»»

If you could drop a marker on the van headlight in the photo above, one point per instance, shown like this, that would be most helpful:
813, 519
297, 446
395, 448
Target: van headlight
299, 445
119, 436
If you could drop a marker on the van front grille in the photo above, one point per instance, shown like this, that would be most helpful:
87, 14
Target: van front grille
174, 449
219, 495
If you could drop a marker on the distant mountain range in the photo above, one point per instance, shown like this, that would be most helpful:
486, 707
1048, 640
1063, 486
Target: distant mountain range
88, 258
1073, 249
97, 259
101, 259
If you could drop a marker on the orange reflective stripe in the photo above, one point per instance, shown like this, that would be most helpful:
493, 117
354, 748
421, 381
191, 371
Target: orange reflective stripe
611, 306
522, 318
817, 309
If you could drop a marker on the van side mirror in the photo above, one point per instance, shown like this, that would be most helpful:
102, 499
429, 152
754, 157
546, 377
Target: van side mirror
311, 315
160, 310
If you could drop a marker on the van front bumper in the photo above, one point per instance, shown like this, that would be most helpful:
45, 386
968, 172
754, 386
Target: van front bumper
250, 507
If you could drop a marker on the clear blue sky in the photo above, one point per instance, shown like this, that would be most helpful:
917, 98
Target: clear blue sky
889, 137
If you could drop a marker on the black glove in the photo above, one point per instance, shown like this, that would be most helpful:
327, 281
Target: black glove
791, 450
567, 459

««

=== THE PROBLEM ===
Nothing but a number should be given: the count of lines in the entries that contain the word "most".

=== REPLY ===
8